Problemas a resolver:
A) ¿Cómo se traduce al inglés la oración "Este fin de año, lxs integrantes de CRI nos juntamos en mi casa para celebrarnos.", tomada del texto sobre la celebración de fin de año?
B) Reescribe el tramo del texto sobre la celebración de fin de año que va desde "Este fin de" hasta "nuestras relaciones micropolíticas.", cambiando "salmón" por "pollo".
C) Prosigue el texto sobre la celebración de fin de año de CRI a partir de su última oración.

Texto extraído:
::::::
Este fin de año, lxs integrantes de CRI nos juntamos en mi casa para celebrarnos. Prendí el fuego para asar algo de comer y, sabiendo que hay algunxs vegetarianxs, llené la parrilla de verduras —choclos, berenjenas, morrones, papas, batatas— y propuse sumar una penca de salmón para lxs no vegetarianxs. Se armó, en ese grupo —en el que el afecto y la confianza son enormes—, una larguísima y empantanada discusión sobre si correspondía solidarizarse con lxs vegetarianxs y prescindir de que hubiera algo de origen animal. De golpe, nuestra propia celebración corrió el riesgo de explotar por los aires, reclamando solidaridad pero sin lograr ejercerla. Por un instante, se hizo patente hasta qué punto las lógicas punitivistas, inoculadas al interior de nuestros movimientos y grupalidades, horadaban nuestras relaciones micropolíticas.

 

4.
::::::
[Listado de datos]
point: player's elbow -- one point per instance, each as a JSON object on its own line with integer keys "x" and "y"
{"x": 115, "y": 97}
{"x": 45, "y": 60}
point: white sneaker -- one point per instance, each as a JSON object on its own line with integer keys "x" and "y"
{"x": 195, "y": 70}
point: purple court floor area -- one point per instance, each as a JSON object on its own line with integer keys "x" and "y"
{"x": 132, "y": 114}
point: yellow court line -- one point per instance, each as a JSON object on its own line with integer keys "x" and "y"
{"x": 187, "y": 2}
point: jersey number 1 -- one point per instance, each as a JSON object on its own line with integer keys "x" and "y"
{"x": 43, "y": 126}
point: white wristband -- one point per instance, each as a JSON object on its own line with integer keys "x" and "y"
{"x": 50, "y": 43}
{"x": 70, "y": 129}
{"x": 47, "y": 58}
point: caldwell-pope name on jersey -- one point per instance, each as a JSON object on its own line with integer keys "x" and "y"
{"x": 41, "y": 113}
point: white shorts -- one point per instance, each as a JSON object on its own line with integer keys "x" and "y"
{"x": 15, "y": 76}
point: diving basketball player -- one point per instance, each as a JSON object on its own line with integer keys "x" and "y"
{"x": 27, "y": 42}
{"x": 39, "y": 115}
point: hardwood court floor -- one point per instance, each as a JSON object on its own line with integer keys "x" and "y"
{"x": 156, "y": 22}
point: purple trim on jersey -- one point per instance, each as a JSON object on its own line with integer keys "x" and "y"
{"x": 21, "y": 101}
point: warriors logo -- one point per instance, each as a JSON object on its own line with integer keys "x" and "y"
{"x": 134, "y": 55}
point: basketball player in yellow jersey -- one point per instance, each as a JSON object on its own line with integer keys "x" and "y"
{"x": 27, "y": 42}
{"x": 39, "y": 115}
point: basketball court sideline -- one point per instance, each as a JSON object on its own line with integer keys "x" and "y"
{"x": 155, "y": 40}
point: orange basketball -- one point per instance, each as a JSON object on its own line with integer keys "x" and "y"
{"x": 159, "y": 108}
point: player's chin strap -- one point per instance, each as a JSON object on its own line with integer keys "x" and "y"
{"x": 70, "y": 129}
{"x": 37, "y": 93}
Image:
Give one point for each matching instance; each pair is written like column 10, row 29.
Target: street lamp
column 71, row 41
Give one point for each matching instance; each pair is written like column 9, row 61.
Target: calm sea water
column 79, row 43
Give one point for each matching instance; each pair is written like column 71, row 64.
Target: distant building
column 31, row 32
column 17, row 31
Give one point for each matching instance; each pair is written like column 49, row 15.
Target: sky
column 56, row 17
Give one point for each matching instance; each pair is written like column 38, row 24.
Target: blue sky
::::::
Respuestas del ejercicio:
A) At the end of this year, the members of CRI got together at my house to celebrate ourselves.

B)
Este fin de año, lxs integrantes de CRI nos juntamos en mi casa para celebrarnos. Prendí el fuego para asar algo de comer y, sabiendo que hay algunxs vegetarianxs, llené la parrilla de verduras —choclos, berenjenas, morrones, papas, batatas— y propuse sumar una penca de pollo para lxs no vegetarianxs. Se armó, en ese grupo —en el que el afecto y la confianza son enormes—, una larguísima y empantanada discusión sobre si correspondía solidarizarse con lxs vegetarianxs y prescindir de que hubiera algo de origen animal. De golpe, nuestra propia celebración corrió el riesgo de explotar por los aires, reclamando solidaridad pero sin lograr ejercerla. Por un instante, se hizo patente hasta qué punto las lógicas punitivistas, inoculadas al interior de nuestros movimientos y grupalidades, horadaban nuestras relaciones micropolíticas.

C)
Termino de escribir estas líneas en las vísperas de lo que percibimos como un umbral: el sábado 1 de febrero, en toda Argentina (y en otras partes del mundo) se está autoconvocando una marcha del orgullo antifascista y antirracista LGTBINBQ+, respuesta que se prevé multitudinaria, diseminada y transversal a la declaración de guerra a las disidencias sexuales, los feminismos, el activismo medioambiental y cualquier indicio de lo que llama despectivamente “wokismo”. 

 Entre la infinidad de carteles, pintadas y flyers que están circulando para convocar a este gran movimiento de respuesta, encuentro este pequeño aviso: una galería céntrica abre solidariamente sus puertas y presta su baño y su heladera a lxs manifestantes, para hacer más fácil la jornada.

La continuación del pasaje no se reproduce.